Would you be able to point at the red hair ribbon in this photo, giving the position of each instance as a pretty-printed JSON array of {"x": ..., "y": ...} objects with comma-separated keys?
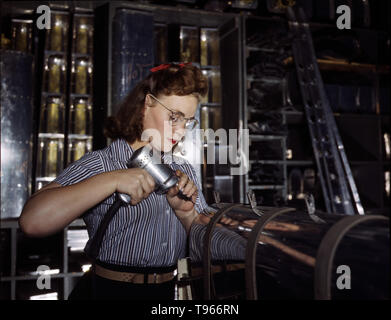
[{"x": 167, "y": 65}]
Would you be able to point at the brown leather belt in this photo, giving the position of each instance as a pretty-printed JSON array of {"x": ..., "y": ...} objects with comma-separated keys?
[
  {"x": 138, "y": 278},
  {"x": 197, "y": 271}
]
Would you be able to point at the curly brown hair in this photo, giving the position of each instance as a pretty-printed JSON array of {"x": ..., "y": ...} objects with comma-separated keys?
[{"x": 176, "y": 79}]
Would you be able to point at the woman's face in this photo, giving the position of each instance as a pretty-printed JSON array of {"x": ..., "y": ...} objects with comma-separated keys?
[{"x": 157, "y": 119}]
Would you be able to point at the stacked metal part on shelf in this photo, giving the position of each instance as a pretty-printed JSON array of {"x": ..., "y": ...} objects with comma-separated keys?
[
  {"x": 66, "y": 99},
  {"x": 267, "y": 48}
]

☆ ☆ ☆ ☆ ☆

- **DO THIS**
Print each record exactly as it stands, leaving the images out.

- **THE OUTPUT**
Would you be able to point at the red hair ribbon in this photo, giving the position of each instance as a pretty-printed JSON array of {"x": ..., "y": ...} objects with comma-separated keys?
[{"x": 167, "y": 65}]
Would you be able to point at the brown leather belt in this photo, giving the position of each instance as a pretty-printed JSON array of {"x": ..., "y": ...} objects with comma-separated keys?
[
  {"x": 138, "y": 278},
  {"x": 197, "y": 271}
]
Would you be able to point at the curly brown hair in this photo, giving the position of each instance as a pretty-printed JSON array of {"x": ..., "y": ...} objects with comma-separated keys?
[{"x": 176, "y": 79}]
Would you be able to point at the woman's face in this photo, giving the position of each instance as a pretty-printed JSON array of {"x": ..., "y": ...} objects with comma-separated keys?
[{"x": 157, "y": 119}]
Would you be able to point at the stacked metal part on shelf in this photo, giving the position of each instance as a pretty-printed JSON array of {"x": ..., "y": ...} objects with comma-separated keys?
[
  {"x": 66, "y": 99},
  {"x": 267, "y": 48}
]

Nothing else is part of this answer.